▶ [SET TASK]: Each entry below must be repeated word for word.

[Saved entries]
╔══

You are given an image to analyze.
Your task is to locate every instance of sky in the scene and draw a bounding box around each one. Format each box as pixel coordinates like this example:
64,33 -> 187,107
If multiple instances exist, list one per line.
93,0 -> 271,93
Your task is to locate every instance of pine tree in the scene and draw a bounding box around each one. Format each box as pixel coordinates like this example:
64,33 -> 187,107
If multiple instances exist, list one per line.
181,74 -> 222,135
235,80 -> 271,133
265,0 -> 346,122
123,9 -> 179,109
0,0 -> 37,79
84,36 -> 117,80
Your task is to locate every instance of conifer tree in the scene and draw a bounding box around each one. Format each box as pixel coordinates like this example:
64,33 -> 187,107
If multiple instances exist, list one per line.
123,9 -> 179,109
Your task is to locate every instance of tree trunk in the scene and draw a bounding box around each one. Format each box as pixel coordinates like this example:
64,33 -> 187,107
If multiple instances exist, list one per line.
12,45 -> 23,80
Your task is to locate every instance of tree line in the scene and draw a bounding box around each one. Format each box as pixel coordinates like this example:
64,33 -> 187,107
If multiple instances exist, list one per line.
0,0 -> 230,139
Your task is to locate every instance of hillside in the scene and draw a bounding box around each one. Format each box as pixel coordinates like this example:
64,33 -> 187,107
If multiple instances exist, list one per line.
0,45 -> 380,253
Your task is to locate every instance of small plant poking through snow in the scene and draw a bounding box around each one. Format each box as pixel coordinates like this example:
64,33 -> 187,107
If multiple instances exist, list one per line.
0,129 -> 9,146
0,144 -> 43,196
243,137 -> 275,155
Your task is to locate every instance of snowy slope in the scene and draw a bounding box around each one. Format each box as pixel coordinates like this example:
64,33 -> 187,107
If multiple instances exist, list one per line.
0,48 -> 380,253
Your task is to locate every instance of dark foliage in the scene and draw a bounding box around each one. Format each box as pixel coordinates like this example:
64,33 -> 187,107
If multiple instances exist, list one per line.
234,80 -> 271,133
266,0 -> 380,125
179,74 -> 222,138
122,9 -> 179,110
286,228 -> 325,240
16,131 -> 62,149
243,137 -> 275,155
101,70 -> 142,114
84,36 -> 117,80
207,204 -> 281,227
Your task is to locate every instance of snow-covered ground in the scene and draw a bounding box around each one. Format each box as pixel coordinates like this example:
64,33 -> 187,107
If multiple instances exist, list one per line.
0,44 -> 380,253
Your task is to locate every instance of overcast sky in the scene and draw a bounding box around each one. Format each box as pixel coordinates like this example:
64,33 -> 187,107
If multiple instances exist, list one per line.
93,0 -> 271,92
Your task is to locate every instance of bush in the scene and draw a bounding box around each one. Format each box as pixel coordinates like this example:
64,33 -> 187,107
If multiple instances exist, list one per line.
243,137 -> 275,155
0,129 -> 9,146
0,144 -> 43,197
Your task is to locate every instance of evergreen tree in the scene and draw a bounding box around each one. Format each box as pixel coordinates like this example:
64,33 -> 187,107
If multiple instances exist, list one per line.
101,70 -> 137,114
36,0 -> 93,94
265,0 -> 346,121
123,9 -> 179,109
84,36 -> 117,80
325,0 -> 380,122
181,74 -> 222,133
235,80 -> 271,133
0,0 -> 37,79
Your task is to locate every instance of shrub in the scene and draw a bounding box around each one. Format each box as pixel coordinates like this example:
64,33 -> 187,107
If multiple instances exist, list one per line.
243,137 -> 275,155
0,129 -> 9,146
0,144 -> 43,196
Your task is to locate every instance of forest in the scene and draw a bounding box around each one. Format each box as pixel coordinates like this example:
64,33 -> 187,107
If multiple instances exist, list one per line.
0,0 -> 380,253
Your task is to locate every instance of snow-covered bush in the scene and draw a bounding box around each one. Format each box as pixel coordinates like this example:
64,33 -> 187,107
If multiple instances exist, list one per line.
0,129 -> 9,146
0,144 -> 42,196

╚══

▶ [ANSWER TO THE TASK]:
You are given an image to analyze.
Your task is to locate every instance of sky in the scene and draw a bounding box around each one. Format each box as pixel coordinates like this example:
64,33 -> 187,107
If multiple instances exist, list one per line.
93,0 -> 271,93
Your task is to locate every instance of pine tree in the scene and draw a bounding box around each one. Format each box as pixel coordinates like this example:
64,33 -> 187,107
If multiple instances exist, list one per line.
181,74 -> 222,135
235,80 -> 271,133
265,0 -> 346,122
123,9 -> 179,109
0,0 -> 37,79
84,36 -> 117,80
Your task is to locate every instance of conifer tree in the scene and draw a bounding box around each one. Format each box as pixel coordinates like this example:
64,33 -> 187,107
If multiple instances exist, list one per line.
123,9 -> 179,109
Your task is to locate every instance of tree trunk in the scene and draw a bounding box around each one. Format each box as pixel coordinates like this example:
64,33 -> 187,107
If multiple instances exist, list one per line.
12,45 -> 23,80
Your task is to locate every instance of tree line in the scene and draw a bounding box around each one. Format each box as pixel coordinates like this example:
64,33 -> 187,107
If multiple instances exist, list one per line.
0,0 -> 230,139
Your task is to locate every instance of hillside in the scene and draw a bounding box around each one. Format each box as pixel coordinates like this example:
64,33 -> 187,107
If multiple instances exist, list one per line.
0,45 -> 380,253
Your task is to locate every instance of small plant poking through snow in the scene and draw a bounding box around each one. Format each box as pixel coordinates like this example:
64,33 -> 187,107
If multiple instances exist, list one per line.
0,129 -> 9,146
0,144 -> 43,196
243,137 -> 275,155
Your task is to locate every instance of snowy slope in the scene and draw a bounding box around each one. Format each box as pixel coordinates like this example:
64,33 -> 187,107
If multiple instances exist, list one per line.
0,48 -> 380,253
Your task is to locate every instance of dark foliage in the scene and draw a bounding box around each one. Format each box as pixel coordinates like this example:
64,33 -> 187,107
If multiple instances exist, list one per line.
234,80 -> 271,133
266,0 -> 380,125
179,74 -> 222,138
122,9 -> 179,110
286,228 -> 325,240
16,131 -> 62,149
243,137 -> 275,155
101,70 -> 142,114
84,36 -> 117,80
207,204 -> 281,227
Your task is to locate every instance of snow-covered ground in the scene and draw a bounding box around each one. Format each box as pixel coordinates like this example:
64,33 -> 187,107
If multiple instances exist, list one per line.
0,44 -> 380,253
Your task is to locate every instance of overcast sky in the scene and draw a bounding box around each one. Format each box as pixel coordinates like this example:
64,33 -> 187,107
If multiple instances exist, list one per line.
93,0 -> 271,92
Your task is to locate every instance of bush in the scene and draw a bounding box around each one. Format each box as pixel coordinates like this example:
64,33 -> 187,107
If multiple instances exist, list one per line.
243,137 -> 275,155
0,129 -> 9,146
0,144 -> 43,197
Your task is to locate every instance of evergreen tree in the scene and draw a bounding box around each one. Format each box as pixel coordinates like this example:
64,33 -> 187,107
If multiple instances exist, list one per line.
101,70 -> 137,114
36,0 -> 93,94
265,0 -> 346,121
123,9 -> 179,109
84,36 -> 117,80
325,0 -> 380,122
181,74 -> 222,133
235,80 -> 271,133
0,0 -> 37,79
Your task is to locate every instance of shrub in the scene and draw a bounding box around each one. Format each box as pixel coordinates like this example:
64,33 -> 187,107
If multiple instances exist, list one per line.
243,137 -> 275,155
0,129 -> 9,146
0,144 -> 43,196
Your task is to locate every instance of forest in the scene and draw a bounding box around each one. Format each box as pixel coordinates like this example:
64,33 -> 187,107
If multiple instances exist, list one per line.
0,0 -> 380,253
Your task is to locate every instance of snow-covered bush in the scene and draw a bounding box around each one. Format each box as pixel coordinates like this example:
64,33 -> 187,107
If multiple instances exist, list one per line.
0,129 -> 9,146
0,144 -> 42,196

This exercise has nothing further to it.